_What you will do_. Without the pictures, copy the entries below word for word.

_Entries provided_.
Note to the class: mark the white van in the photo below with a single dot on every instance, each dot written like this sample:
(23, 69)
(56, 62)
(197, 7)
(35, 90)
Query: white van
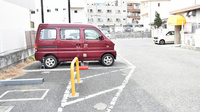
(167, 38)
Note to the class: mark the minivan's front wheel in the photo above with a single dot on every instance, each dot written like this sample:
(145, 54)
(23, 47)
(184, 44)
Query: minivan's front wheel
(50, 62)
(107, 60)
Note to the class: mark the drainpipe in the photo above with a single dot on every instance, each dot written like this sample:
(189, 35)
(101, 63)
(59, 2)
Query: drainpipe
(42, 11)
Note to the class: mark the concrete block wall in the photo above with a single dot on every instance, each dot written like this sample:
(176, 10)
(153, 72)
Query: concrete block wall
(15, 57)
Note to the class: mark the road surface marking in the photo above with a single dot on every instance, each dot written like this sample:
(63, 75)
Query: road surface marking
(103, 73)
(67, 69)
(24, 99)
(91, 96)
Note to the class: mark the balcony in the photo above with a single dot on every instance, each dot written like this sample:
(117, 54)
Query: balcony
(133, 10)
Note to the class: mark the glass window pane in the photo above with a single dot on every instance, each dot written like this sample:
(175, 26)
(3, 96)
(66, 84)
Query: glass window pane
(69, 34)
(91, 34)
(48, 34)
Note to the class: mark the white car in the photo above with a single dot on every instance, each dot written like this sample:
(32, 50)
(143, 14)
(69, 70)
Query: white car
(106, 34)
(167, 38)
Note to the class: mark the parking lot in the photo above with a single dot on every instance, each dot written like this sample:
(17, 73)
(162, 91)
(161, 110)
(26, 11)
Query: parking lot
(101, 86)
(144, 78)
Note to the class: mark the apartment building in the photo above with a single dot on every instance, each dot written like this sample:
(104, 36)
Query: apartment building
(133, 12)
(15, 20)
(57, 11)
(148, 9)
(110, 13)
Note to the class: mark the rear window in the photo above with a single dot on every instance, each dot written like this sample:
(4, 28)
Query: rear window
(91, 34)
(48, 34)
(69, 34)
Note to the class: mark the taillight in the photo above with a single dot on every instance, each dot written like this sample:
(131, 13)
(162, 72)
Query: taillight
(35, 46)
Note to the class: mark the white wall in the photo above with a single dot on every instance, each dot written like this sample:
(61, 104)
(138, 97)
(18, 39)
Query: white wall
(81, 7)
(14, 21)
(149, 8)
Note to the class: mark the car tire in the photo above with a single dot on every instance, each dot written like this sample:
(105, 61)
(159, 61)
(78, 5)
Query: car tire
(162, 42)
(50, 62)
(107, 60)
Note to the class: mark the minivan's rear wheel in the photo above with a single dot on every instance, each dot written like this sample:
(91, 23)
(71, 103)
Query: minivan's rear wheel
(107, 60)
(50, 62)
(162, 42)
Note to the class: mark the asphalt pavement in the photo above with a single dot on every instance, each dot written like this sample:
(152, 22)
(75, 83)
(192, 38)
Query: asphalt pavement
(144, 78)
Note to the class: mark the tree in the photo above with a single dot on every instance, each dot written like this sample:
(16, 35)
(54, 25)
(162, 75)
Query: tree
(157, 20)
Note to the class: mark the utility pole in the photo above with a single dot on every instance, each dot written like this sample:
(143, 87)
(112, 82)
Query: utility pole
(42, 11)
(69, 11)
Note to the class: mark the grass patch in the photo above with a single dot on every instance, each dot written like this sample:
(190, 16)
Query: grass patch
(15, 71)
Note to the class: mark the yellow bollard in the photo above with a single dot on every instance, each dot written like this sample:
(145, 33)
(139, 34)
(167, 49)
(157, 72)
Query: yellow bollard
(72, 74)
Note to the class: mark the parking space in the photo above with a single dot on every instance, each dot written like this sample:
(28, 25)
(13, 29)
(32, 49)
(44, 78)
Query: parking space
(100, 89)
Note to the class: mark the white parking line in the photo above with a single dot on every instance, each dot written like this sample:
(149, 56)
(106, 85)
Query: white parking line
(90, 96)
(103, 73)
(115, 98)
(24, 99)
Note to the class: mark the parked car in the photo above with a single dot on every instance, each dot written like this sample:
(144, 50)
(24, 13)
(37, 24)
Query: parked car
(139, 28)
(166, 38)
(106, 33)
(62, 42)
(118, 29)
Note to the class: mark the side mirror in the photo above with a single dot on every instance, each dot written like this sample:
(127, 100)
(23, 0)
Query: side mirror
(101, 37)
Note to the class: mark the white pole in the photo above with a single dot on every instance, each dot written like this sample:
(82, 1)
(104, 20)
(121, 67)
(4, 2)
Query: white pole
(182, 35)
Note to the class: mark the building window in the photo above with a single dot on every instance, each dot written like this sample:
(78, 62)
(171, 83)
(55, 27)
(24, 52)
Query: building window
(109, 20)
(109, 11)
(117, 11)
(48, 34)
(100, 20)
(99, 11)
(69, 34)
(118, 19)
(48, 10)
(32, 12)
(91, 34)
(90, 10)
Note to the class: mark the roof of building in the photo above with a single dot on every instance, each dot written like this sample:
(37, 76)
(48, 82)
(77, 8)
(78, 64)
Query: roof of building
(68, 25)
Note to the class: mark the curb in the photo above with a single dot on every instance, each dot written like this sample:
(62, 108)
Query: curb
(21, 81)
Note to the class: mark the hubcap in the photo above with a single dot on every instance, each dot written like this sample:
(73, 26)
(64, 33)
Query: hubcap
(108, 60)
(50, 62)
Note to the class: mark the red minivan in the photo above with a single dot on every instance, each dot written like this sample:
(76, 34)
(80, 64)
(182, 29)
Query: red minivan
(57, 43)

_Response area_.
Note to the class: mark the white van in the photo below with a single dot on every instance, each dot written like this sample:
(23, 69)
(56, 62)
(197, 7)
(35, 90)
Query: white van
(167, 38)
Note to the class: mark the minivan's front wheel in the photo above with a single dot on every instance, each dot written like this sample:
(145, 54)
(23, 47)
(184, 44)
Query: minivan's front wheel
(50, 62)
(107, 60)
Note to the class: mark the drainpipe in the photo above with a single dot on every instance, each dot written like this sample:
(189, 35)
(101, 63)
(59, 2)
Query: drainpipe
(42, 11)
Note to the class: mark the concrete block wall in the photo above with a single dot on every instance, each dot written like this sample:
(176, 10)
(153, 72)
Query: concrete block wall
(15, 57)
Note to the class: mark the road surface marking in the photo above with a single dot on every instance, each dot written like this sample:
(63, 75)
Query: road surface marking
(103, 73)
(67, 69)
(24, 99)
(91, 96)
Note to the class: mark the balcony in the photo above with a single dot on every instance, each dot written like this sample:
(117, 54)
Query: balcony
(133, 10)
Note to the class: mark the glass window pane in the photo above with a single dot on every instance, each dot written like this sample:
(175, 26)
(3, 96)
(66, 84)
Query: glass window pane
(69, 34)
(91, 34)
(48, 34)
Note to the class: mark the white car in the photo above with a single dot on every instance, each dot written like this sample:
(32, 50)
(143, 14)
(69, 70)
Query: white car
(106, 34)
(167, 38)
Note to the class: mark the parking lot in the photo above with a single dot on every instance, each dot written like this sample:
(17, 73)
(162, 91)
(161, 110)
(26, 11)
Query: parking lot
(101, 86)
(144, 78)
Note to the class: mark the apartment building in the photo above with a single dot on every instance, each dot written like this sample:
(104, 36)
Query: apartment building
(133, 12)
(15, 20)
(57, 11)
(148, 9)
(110, 13)
Note to the class: mark the rear window in the photo above with a single dot on every instance, each dot written like this sample:
(4, 28)
Query: rear window
(91, 34)
(48, 34)
(69, 34)
Note to the class: mark the taillight in the photo above with a single dot on every instance, each dot written like this sample:
(131, 13)
(162, 72)
Query: taillight
(35, 46)
Note to the class: mark the white wall in the photo above with a single dot on every instance, each dot written like this sample:
(61, 104)
(138, 97)
(18, 39)
Query: white wall
(81, 7)
(14, 21)
(149, 8)
Note to the class: mark the car tire in the photo above with a single dot on every instance, each dot written like this sample:
(105, 61)
(159, 61)
(78, 5)
Query: car tire
(162, 42)
(50, 62)
(107, 60)
Note to the class: mark the minivan's rear wheel in the photo above with a single dot on every instance, each dot written like this sample:
(91, 23)
(71, 103)
Query: minivan's rear wheel
(107, 60)
(50, 62)
(162, 42)
Note to the class: mark the asphalt pavement in the photo above with a single dot on every instance, each dot written like this sample:
(152, 22)
(75, 83)
(192, 38)
Query: asphalt pavement
(144, 78)
Note to the class: mark the tree in the photo above with a single dot on every instance, each dot written like this sample:
(16, 35)
(54, 25)
(162, 75)
Query: tree
(157, 20)
Note to the class: mark the utility pole in the photo above with a single dot on every instance, each dot written like this sample:
(143, 87)
(112, 82)
Query: utility pole
(42, 11)
(69, 11)
Note to the class: mark the grass patch in the photo above with a single dot on every instance, each dot written like this sample:
(190, 16)
Query: grass patch
(15, 71)
Note to the class: mark the yellow bollard in the photo above with a single dot on every instance, each dot written like this sample:
(145, 33)
(139, 34)
(167, 49)
(157, 72)
Query: yellow bollard
(72, 74)
Note to the class: mark the parking space in the photo above with a single dot on every instance, each dot written like this sample:
(28, 25)
(13, 29)
(32, 49)
(44, 78)
Query: parking space
(100, 89)
Note to the class: mark the white parking line in the photo above with a single dot on every instance, each dot written like this sample:
(149, 56)
(106, 85)
Query: white parking line
(90, 96)
(103, 73)
(115, 98)
(24, 99)
Note to the class: mark the parked car in the photo above with a single dot on every instance, each dot written like this sample:
(144, 50)
(24, 13)
(37, 24)
Query: parked car
(139, 28)
(166, 38)
(106, 33)
(62, 42)
(118, 29)
Note to the class: mark the side mirror in the photo above with a single dot on every instance, each dot written like this sample:
(127, 100)
(23, 0)
Query: side mirror
(101, 37)
Note to the class: mark the white pole in the photo above with a single dot on every instance, each dot written like this sample:
(82, 1)
(104, 20)
(121, 67)
(4, 2)
Query: white pole
(182, 35)
Note to the class: mark the building window in the photo above with a single dot on every instance, each dot written like this sample:
(78, 62)
(171, 83)
(55, 27)
(24, 52)
Query: building window
(109, 20)
(109, 11)
(117, 11)
(48, 34)
(100, 20)
(99, 11)
(69, 34)
(118, 19)
(48, 10)
(32, 12)
(91, 34)
(90, 10)
Note to the class: mark the roof of building in the photo above with a single dot on every instance, each dot written like this sample:
(37, 76)
(48, 82)
(77, 8)
(78, 64)
Query: roof of building
(68, 25)
Note to the class: mark the curb in the photo above with a single dot on every instance, each dot written like this sample:
(62, 108)
Query: curb
(21, 81)
Note to the class: mark the hubcap in the photo above with a single dot on every instance, each dot written like this sample:
(73, 26)
(64, 33)
Query: hubcap
(108, 60)
(50, 62)
Note to the class: mark the red minivan in the photo above with a single dot on every instance, each dot written like this sample:
(76, 34)
(80, 64)
(182, 29)
Query: red minivan
(57, 43)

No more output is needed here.